→ EXTRAIT DU DOCUMENT
+---+

Nomination de Wilfrid-Guy Licari à la Délégation générale du Québec à Paris

La nomination à Paris d'un ami de Charest est contestée

Nomination de Wilfrid-Guy Licari à la Délégation générale du Québec à Paris

L'Association des anciens délégués du Québec prépare une lettre de protestation

Québec -- La nomination de l'ambassadeur du Canada à Tunis, Wilfrid-Guy Licari, au poste de délégué général du Québec à Paris est contestée non seulement par l'opposition péquiste, mais aussi par les anciens détenteurs du titre le plus prestigieux de la diplomatie québécoise.
Actuellement en poste à Tunis, M. Licari, qui a 58 ans et dont la nomination a été entérinée par le conseil des ministres hier, est un ami personnel de Jean Charest. Ils se sont connus au Maroc en 1987, au moment des Jeux de la Francophonie à Casablanca, selon ce qu'a rapporté hier le porte-parole du premier ministre, Hugo D'Amours. M. Licari y était ambassadeur et M. Charest détenait alors le portefeuille de ministre d'État à la Jeunesse dans le gouvernement conservateur de Brian Mulroney. Plus récemment, à l'été 2003, lorsque M. Licari était ambassadeur du Canada au Vatican, Jean Charest, qui venait d'être élu, avait pu obtenir une audience avec le pape Jean-Paul II, notamment grâce au travail de M. Licari.

+---+

→ LISTE PRÉSENTÉE
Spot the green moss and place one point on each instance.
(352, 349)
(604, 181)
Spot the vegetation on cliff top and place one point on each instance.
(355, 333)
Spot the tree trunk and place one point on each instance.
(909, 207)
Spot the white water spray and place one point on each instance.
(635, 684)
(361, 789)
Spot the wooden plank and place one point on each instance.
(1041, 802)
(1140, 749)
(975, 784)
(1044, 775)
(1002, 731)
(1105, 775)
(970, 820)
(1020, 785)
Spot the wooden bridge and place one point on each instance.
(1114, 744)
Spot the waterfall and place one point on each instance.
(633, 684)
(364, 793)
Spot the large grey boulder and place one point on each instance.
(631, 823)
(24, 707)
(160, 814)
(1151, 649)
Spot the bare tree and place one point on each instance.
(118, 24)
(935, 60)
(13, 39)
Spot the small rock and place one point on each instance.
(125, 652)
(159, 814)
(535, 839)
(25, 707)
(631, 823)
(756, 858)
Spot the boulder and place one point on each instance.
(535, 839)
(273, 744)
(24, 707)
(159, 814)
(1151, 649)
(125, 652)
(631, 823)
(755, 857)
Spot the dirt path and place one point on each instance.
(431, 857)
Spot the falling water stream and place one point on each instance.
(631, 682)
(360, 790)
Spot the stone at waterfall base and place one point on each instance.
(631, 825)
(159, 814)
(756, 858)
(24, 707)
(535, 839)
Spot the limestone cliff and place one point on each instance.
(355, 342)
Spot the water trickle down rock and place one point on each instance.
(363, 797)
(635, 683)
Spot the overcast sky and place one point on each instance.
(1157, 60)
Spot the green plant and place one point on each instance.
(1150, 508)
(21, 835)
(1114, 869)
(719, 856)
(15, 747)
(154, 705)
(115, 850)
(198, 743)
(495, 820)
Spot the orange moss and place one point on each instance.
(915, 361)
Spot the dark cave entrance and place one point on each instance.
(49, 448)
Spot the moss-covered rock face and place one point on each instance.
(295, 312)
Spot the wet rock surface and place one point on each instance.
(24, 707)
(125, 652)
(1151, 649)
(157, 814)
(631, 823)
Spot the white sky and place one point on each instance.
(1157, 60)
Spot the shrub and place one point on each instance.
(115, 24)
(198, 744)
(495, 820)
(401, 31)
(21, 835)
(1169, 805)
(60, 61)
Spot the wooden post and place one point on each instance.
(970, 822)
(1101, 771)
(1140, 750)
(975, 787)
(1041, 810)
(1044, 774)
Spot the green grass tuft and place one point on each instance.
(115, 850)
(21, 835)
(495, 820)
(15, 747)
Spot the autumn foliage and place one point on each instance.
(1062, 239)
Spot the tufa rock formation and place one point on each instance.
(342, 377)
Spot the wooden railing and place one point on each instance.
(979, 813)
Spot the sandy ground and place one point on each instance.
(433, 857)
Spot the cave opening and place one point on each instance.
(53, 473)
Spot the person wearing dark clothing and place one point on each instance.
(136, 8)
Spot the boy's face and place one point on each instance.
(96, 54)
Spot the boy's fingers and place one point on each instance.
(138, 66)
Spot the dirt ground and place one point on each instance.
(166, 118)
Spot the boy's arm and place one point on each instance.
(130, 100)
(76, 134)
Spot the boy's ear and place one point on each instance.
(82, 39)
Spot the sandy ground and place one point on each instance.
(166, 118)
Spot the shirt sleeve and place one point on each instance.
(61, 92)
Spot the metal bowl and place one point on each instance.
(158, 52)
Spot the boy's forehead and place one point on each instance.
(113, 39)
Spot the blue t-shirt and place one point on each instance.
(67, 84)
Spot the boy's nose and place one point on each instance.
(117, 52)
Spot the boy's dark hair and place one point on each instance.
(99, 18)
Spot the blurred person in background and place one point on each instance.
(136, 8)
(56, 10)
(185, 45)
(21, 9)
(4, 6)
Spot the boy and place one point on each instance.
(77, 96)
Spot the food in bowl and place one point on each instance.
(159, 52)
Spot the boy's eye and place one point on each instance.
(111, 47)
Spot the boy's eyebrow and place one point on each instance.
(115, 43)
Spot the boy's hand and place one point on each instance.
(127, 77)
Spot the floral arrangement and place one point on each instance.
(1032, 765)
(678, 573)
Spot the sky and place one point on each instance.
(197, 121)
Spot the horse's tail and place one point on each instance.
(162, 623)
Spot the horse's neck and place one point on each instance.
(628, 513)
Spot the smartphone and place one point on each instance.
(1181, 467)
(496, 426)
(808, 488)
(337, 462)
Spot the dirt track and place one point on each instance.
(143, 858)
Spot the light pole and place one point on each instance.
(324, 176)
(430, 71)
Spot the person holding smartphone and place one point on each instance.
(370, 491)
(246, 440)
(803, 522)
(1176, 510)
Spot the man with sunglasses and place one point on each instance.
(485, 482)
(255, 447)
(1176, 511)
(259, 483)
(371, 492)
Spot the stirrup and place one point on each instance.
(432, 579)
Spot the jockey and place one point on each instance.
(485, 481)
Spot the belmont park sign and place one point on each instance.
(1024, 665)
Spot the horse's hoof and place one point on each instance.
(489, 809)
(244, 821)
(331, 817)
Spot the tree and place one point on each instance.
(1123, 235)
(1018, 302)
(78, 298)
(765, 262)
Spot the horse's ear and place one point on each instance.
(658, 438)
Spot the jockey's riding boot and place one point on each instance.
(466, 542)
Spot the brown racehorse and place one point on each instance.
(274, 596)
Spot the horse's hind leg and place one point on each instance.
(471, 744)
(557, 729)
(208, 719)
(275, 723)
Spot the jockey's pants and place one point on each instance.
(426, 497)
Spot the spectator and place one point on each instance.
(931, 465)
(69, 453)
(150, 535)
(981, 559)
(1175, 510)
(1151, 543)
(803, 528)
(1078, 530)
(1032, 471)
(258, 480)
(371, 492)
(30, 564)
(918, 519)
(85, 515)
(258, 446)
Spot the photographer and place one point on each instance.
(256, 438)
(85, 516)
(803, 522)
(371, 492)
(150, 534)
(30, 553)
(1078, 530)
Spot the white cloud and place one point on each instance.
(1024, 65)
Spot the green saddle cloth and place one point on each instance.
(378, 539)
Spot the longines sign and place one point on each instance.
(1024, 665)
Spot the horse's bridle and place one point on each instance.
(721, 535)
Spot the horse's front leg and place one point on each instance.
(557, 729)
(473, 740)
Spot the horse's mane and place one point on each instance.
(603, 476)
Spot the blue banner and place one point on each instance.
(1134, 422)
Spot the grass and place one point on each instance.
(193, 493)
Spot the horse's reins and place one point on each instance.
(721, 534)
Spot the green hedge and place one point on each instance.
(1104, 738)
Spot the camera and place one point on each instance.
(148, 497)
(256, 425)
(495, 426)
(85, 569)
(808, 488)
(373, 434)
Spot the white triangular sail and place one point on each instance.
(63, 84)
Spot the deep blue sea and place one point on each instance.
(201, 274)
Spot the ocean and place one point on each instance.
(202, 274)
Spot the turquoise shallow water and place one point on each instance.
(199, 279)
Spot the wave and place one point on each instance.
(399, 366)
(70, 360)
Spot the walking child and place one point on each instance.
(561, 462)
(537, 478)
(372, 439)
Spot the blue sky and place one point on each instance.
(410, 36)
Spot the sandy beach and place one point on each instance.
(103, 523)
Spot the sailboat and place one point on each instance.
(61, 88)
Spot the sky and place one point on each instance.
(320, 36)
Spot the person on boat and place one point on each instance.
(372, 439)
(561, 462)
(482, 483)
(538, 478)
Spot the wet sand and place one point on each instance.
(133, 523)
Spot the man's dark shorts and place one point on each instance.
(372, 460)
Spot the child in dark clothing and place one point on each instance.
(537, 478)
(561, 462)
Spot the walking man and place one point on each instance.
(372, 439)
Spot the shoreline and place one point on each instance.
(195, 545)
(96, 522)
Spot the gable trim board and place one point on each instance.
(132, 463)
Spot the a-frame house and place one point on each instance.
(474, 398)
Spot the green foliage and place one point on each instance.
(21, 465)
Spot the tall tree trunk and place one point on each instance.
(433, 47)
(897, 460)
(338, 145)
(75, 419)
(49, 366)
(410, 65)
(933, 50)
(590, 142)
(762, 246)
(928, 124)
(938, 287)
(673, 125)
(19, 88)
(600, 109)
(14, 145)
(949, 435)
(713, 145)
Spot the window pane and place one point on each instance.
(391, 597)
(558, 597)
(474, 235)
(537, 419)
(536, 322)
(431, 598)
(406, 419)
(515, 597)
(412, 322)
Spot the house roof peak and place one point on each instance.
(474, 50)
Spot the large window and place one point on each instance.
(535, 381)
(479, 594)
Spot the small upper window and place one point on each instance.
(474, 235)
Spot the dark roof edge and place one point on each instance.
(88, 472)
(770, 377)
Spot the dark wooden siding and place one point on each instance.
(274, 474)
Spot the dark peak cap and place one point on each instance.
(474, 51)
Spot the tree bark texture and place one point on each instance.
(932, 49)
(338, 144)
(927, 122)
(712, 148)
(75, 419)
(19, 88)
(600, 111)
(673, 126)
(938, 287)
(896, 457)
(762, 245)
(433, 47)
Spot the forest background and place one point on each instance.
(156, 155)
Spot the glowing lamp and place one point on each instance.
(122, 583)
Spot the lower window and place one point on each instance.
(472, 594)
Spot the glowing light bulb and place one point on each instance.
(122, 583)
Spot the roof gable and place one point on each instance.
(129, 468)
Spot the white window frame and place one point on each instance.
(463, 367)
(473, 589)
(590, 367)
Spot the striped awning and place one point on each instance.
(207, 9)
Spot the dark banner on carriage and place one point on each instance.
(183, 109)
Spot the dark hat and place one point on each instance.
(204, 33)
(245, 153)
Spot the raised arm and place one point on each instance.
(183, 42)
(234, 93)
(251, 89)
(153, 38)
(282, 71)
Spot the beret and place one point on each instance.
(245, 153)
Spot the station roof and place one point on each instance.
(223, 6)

+---+

→ LISTE DES TÂCHES
1) D'après le texte sur la nomination de Wilfrid-Guy Licari, dans quel pays, en quelle année et à quelle occasion M. Licari et Jean Charest se sont-ils connus ?
2) Traduisez en anglais cette phrase du texte sur la nomination de Wilfrid-Guy Licari : « M. Licari y était ambassadeur et M. Charest détenait alors le portefeuille de ministre d'État à la Jeunesse dans le gouvernement conservateur de Brian Mulroney. »
3) Poursuivez le texte sur la nomination de Wilfrid-Guy Licari après sa dernière phrase.

→ RÉPONSES PAR TÂCHE
1) Au Maroc, en 1987, lors des Jeux de la Francophonie à Casablanca.

2) Mr. Licari was ambassador there, and Mr. Charest then held the portfolio of Minister of State for Youth in Brian Mulroney's Conservative government.

3)
Comme Le Devoir le révélait il y a un mois, M. Licari, à l'emploi du ministère des Affaires étrangères du Canada depuis 1968, succédera à Clément Duhaime -- qui était en poste depuis 2000 rue Pergolèse --, non seulement comme délégué général du Québec mais aussi comme «sherpa» du premier ministre auprès de la Francophonie. M. Duhaime a été nommé au début du mois administrateur de l'Organisation internationale de la Francophonie (OIF), ce qui en fait une sorte de «sous-ministre» de l'organisation.
Chose inusitée, l'Association des anciens délégués généraux du Québec à Paris prépare une lettre ouverte pour protester contre cette nomination. «Ce n'est pas une question de compétence et encore moins une question personnelle», dit Michel Lucier, qui préside cette association. Selon M. Lucier, la nomination de M. Licari envoie un mauvais message : qu'il n'y a personne dans le «bassin québécois» qui puisse occuper ce poste, explique celui qui a été délégué de 1997 à 2000, sous Lucien Bouchard.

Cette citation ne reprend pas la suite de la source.